→ **Exercise directions**:
Copy out every entry below word for word, leaving out the pictures.

--

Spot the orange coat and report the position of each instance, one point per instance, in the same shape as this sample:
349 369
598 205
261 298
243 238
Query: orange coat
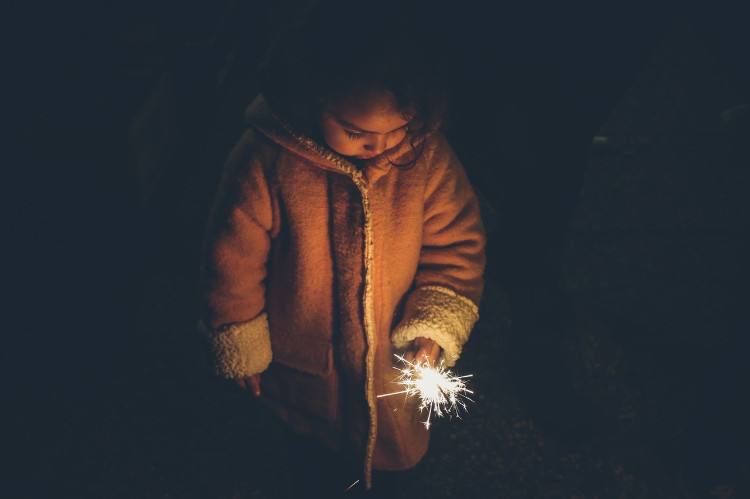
317 272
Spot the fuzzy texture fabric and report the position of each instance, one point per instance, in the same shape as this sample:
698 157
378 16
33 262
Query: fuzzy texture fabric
243 349
331 252
438 314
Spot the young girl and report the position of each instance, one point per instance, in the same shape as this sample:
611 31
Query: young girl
344 231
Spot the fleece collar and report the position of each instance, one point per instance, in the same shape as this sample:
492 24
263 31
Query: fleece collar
262 118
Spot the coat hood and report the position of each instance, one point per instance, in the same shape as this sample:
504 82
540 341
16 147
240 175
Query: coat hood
261 117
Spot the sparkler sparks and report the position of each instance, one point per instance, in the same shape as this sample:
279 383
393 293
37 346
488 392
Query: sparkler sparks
438 389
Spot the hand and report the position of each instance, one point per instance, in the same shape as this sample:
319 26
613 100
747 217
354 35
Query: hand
251 383
423 350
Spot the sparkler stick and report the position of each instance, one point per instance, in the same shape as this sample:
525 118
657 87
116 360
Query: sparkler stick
438 389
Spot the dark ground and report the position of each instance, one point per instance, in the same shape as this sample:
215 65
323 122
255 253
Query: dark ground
656 265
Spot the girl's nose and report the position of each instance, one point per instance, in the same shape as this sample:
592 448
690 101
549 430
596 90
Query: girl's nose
377 144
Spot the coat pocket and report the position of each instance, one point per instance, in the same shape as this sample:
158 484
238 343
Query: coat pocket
302 377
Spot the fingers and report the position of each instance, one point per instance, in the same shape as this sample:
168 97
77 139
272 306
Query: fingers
255 384
423 350
251 383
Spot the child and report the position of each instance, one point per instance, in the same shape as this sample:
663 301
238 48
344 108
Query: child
344 231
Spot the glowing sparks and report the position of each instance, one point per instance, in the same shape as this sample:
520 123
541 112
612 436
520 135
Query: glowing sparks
440 392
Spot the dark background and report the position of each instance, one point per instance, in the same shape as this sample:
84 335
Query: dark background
121 115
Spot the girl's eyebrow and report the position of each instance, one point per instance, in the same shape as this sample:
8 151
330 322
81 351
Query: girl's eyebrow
361 130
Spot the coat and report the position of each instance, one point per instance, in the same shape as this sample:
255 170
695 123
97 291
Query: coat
316 272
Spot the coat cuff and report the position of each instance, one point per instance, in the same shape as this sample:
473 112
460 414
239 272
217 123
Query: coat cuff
241 349
440 314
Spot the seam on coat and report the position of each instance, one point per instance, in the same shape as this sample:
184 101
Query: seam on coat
440 314
242 349
361 183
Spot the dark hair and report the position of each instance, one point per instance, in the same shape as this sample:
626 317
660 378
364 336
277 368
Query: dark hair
337 51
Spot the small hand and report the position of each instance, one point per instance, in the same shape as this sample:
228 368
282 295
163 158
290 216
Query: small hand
251 383
423 350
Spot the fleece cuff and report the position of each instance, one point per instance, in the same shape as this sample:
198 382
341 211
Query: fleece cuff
439 314
241 349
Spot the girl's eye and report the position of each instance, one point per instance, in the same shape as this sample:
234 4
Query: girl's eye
354 135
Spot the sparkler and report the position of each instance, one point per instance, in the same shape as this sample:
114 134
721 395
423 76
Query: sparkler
438 389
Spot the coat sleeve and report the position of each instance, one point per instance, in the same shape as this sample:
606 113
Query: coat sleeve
443 305
235 254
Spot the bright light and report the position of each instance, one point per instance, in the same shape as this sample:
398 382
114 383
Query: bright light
439 391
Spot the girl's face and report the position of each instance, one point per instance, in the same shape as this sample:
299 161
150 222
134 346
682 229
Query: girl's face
364 125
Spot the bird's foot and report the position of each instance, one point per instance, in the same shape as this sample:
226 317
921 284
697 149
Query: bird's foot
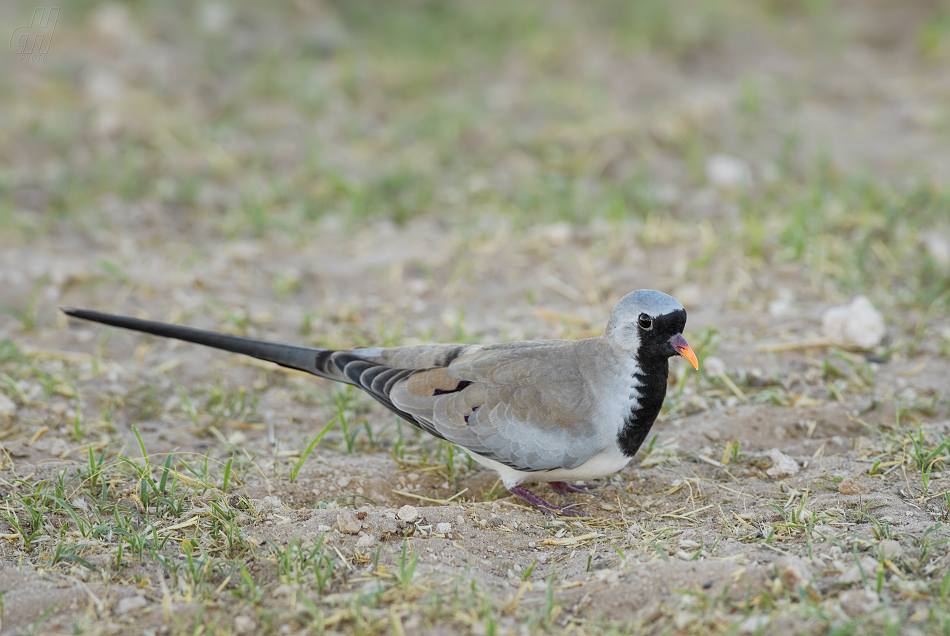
566 487
544 506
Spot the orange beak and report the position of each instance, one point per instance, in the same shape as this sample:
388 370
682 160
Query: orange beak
682 347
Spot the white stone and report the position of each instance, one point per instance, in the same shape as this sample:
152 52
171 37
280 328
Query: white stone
753 625
270 503
939 249
849 486
858 324
891 548
782 465
244 625
859 602
794 572
130 604
724 171
853 574
7 407
347 522
408 514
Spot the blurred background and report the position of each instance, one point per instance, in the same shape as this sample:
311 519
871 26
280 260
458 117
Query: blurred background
740 138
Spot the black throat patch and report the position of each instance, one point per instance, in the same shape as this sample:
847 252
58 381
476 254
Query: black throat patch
637 424
653 360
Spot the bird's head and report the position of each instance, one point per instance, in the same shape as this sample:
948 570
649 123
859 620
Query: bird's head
650 324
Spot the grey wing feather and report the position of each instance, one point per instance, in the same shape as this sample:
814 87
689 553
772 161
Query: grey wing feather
526 407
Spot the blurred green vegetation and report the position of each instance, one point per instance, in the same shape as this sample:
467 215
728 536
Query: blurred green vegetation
238 119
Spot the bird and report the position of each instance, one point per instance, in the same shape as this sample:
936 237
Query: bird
552 411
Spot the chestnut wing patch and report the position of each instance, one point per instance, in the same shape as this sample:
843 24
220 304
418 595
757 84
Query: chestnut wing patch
434 382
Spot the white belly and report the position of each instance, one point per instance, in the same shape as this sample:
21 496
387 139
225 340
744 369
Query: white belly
600 465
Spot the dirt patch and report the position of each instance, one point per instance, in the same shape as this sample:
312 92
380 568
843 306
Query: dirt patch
346 198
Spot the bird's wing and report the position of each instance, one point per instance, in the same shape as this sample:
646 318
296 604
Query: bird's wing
525 405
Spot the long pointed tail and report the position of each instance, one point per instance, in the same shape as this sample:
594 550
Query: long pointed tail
291 356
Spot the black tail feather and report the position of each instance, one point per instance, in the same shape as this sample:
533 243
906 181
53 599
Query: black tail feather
290 356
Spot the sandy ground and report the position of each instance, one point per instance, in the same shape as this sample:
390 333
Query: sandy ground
704 532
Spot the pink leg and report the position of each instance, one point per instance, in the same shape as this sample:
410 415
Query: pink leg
565 487
544 506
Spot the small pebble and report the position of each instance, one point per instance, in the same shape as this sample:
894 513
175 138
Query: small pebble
849 486
7 407
244 625
347 522
408 514
131 604
782 465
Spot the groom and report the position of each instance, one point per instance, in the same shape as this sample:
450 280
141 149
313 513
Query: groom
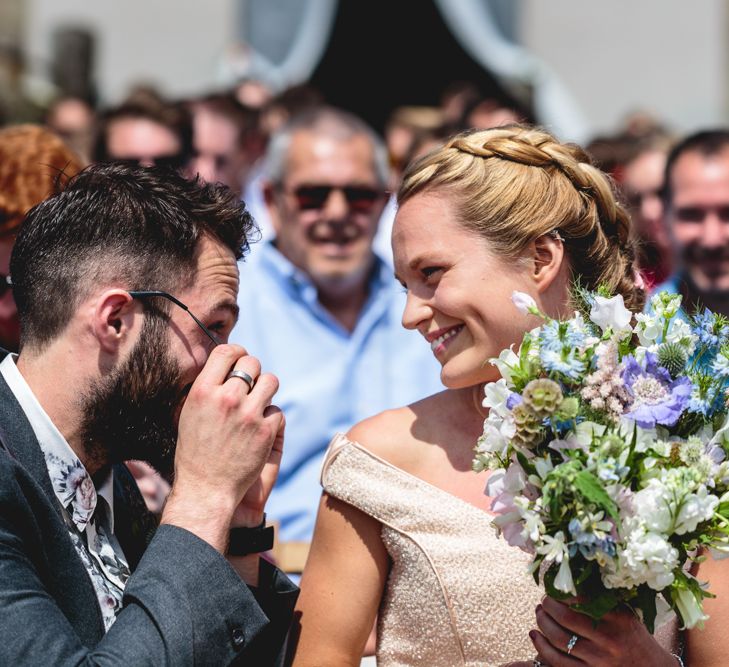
126 284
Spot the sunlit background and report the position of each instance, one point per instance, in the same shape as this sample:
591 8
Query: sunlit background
581 67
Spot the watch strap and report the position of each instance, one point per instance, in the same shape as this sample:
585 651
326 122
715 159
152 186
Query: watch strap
246 541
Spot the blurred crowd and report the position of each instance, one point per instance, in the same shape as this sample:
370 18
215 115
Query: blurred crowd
317 181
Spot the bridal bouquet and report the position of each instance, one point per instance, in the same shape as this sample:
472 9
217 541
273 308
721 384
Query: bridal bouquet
607 437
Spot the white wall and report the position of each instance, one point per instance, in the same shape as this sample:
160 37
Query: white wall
616 56
174 43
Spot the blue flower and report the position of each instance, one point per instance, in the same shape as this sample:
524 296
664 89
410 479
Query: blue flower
588 543
557 336
656 398
565 362
709 328
720 365
707 396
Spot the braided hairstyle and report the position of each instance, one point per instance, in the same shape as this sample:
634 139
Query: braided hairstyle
514 184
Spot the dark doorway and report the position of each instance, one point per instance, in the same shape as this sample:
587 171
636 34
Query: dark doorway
388 53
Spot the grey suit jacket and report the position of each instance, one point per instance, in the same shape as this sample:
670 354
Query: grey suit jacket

--

→ **Full solution**:
Spot the orange coat and report the position of each instance, one point per instance, in the same shape as this sample:
349 369
598 205
261 298
243 238
Query: orange coat
317 272
Spot the fuzzy texture fabric and report the position of each instance, one point per instance, in the same shape as this sample:
698 157
378 16
33 262
Query: fuzzy texture fabric
243 349
331 252
438 314
Spot the young girl and report the position of each instance, one point per instance, in the same shape as this sample:
611 31
Query: young girl
344 231
Spot the fleece collar and report the position of each instance, one point per instance, in the same shape as this sample:
492 24
263 31
Query: fleece collar
262 118
Spot the coat hood and report the position of each instance, one point per instance, in the same shape as this sample:
504 82
540 341
16 147
240 175
Query: coat hood
261 117
Spot the sparkler sparks and report the position of each instance, one point per instance, in the same shape as this sample:
279 383
393 293
37 346
488 392
Query: sparkler sparks
438 389
Spot the hand and report the position of each instance, one point per instance, in the same shape as this sample:
319 26
613 100
747 217
354 35
Query: hand
251 383
423 350
Spot the sparkler stick and report the position of each instance, one point per instance, in the same shape as this sample:
525 118
657 87
116 360
Query: sparkler stick
438 389
Spot the dark ground and report the position of each instance, one point per instance, in the same shape as this sample:
215 65
323 122
255 253
Query: dark ground
656 265
Spot the girl's nose and report the position of each instance, one point per instance, in the same shape as this sample:
592 448
690 101
549 430
596 90
Query: girl's nose
377 144
Spot the coat pocket and report the position of each instance, one point per instance, in the same shape as this sample:
158 484
238 343
Query: coat pocket
302 377
Spot the fingers and report the position of each instance, one point per instance, in the same shape as this sample:
168 97
77 139
272 306
Query: fingers
255 384
423 350
251 383
Spot the child and report the position of each instance, one point per instance, in the same shape as this sample:
663 301
238 48
344 108
Query: child
344 231
Spot the glowing sparks and report the position of each instance, one point per instance, in the same shape as this sample:
520 123
541 112
612 436
520 135
Query: glowing sparks
440 392
Spot the dark background and report the position of each instance, one point per instance, in the same shape as this sample:
84 335
Query: dark background
121 115
Spot the girl's eyebrow and report the position of each instance, one point per instance, in the same shape as this sample:
8 151
330 322
81 351
Query: girl's eyebrow
361 130
Spot the coat and report the position of each instance, one point per instance, in the same shape as this sample:
255 170
695 123
97 291
Query: coat
316 272
Spot the coat cuff and report the position of each instance, one point per instance, in the same shape as this sample:
473 112
460 414
239 272
217 123
Query: coat cuff
241 349
440 314
Spot the seam on coat and report the position of each instance, one point per instance, in the same shape as this sample:
184 101
Query: seam on coat
440 314
242 349
361 183
Spot the dark hair and report the position of each instance, one point per instance, in the same shape as this sample:
626 317
660 378
364 336
277 368
Query: dark hair
337 51
Spot the small hand and report the position of each instance, one point per instance, in the same shape as this sample:
228 368
282 295
163 158
290 216
Query: small hand
251 383
423 350
Spot the fleece cuff and report the position of each instance, one point per instance, in the same shape as this sample:
198 382
341 211
Query: fleece cuff
439 314
241 349
Spot the girl's eye and report the position of each instance, one point per instance, in the same shape as this sample:
234 4
Query: girl's eye
354 135
Spot the sparkler and report the position of each instance, one point per instance, in the same shape as this sample:
114 134
721 395
423 76
Query: sparkler
438 389
Spot the coat sleeve and report the position of each instance, one point per instance, in the same shape as this sample:
606 113
Query: coat sleeve
443 305
235 254
Spot the bright light and report the position of each instance, one point per instance, in the same shape as this sample:
398 382
114 383
Query: bright light
439 391
Spot the girl's face and report the position of each instance, one point per instance, in the same shape as this sample:
299 161
150 222
134 346
682 229
Query: girl's face
364 125
Spot the bird's foot and report the position of each instance, one point per instance, in the same shape as this sample:
226 317
921 284
697 149
Query: bird's foot
566 487
544 506
Spot the orange beak and report the position of each instance, one point per instance, in the same shape as this sample:
388 370
682 160
Query: orange beak
682 347
Spot the white stone and report the position of each instance, one point per instance, in the same shape as this sample:
152 52
171 37
280 328
Query: white stone
753 625
270 503
939 249
849 486
858 324
891 548
782 465
244 625
859 602
794 572
130 604
724 171
853 574
7 407
347 522
408 514
Spot the blurred background and report the position of each instance, one point per instance, in the same shape as this sample:
311 519
871 26
280 260
458 117
Query: blurred background
740 138
Spot the black throat patch and report the position of each instance, one point per instance, in the same shape as this sample:
847 252
58 381
476 254
Query: black throat patch
637 424
653 360
Spot the bird's head and report the position of each instance, one point per instance, in the same shape as this sample:
948 570
649 123
859 620
Query: bird's head
650 324
Spot the grey wing feather and report the position of each instance, one point per instance, in the same shape as this sample:
814 87
689 553
772 161
Query: grey wing feather
526 407
Spot the blurred green vegetation and report the position of each instance, one point per instance, in the same shape as this sample:
467 215
728 536
Query: blurred green vegetation
238 119
Spot the bird and report the position of each instance, one point per instance, in the same shape as this sample:
936 237
Query: bird
552 411
Spot the chestnut wing patch and report the position of each instance, one point per instance, in the same shape as this sample:
843 24
220 304
418 595
757 84
Query: chestnut wing patch
434 382
Spot the white belly and report the position of each instance, one point per instance, in the same shape as this sample:
21 496
387 139
225 340
744 369
Query: white belly
600 465
Spot the dirt patch and report the position of each instance, one point per instance, in the same shape as this sample:
312 92
380 568
843 306
Query: dirt patch
346 198
Spot the bird's wing and report the position of each instance, one point per instance, in the same shape as this sample:
646 318
296 604
Query: bird's wing
525 405
Spot the long pointed tail and report the position of each instance, one point per instance, in the same shape as this sample:
594 550
Query: long pointed tail
291 356
Spot the black tail feather and report the position of each instance, one point per instance, in the same shape as this sample:
533 243
906 181
53 599
Query: black tail feather
290 356
Spot the sandy ground and report the position of each instance, one point per instance, in the same shape as this sample:
390 333
Query: sandy ground
704 532
Spot the pink leg and report the position of each instance, one point per instance, in the same shape as this sample:
410 415
Query: pink leg
565 487
544 506
Spot the small pebble and report the position of each instance, one point per instance, in the same shape as this sample:
894 513
175 138
Query: small pebble
849 486
7 407
244 625
347 522
408 514
131 604
782 465
Spot the groom and report the position of each instance, one point per instance, in the same shape as this sample:
450 280
141 149
313 513
Query: groom
126 284
Spot the sunlit background and report the position of each instance, one point per instance, in the same shape as this sample:
591 8
Query: sunlit background
581 67
Spot the watch strap and report the position of each instance, one point per instance, in the same shape as this sample:
585 651
326 122
715 159
152 186
Query: watch strap
246 541
Spot the blurred crowd and report the position of each instance, one point per instance, in the same shape as this sample:
370 18
215 115
Query: blurred crowd
317 181
Spot the bridal bouquet and report the position of each instance, one point per instance, in the same shape as this sample:
472 9
217 541
273 308
721 384
Query: bridal bouquet
607 437
Spot the white wall and report the position of each instance, one point per instance, in the same shape as this sample:
160 37
Query: white wall
616 56
174 43
Spot the blue flower and report the position of each instance, one point per instance, in the same shape as this sample:
524 296
664 89
410 479
Query: blue flower
588 543
557 336
656 398
565 362
709 328
720 365
707 396
Spot the braided hairstyle and report the position of each instance, one point per instance, in the same shape as this sample:
634 139
Query: braided hairstyle
514 184
Spot the dark doorway and report the position of each instance, one point per instance, in the same shape as this sample:
587 171
636 34
Query: dark doorway
388 53
Spot the grey suit jacket and report the position of each instance, one point per instance, in the same shape as this sample:
670 354
Query: grey suit jacket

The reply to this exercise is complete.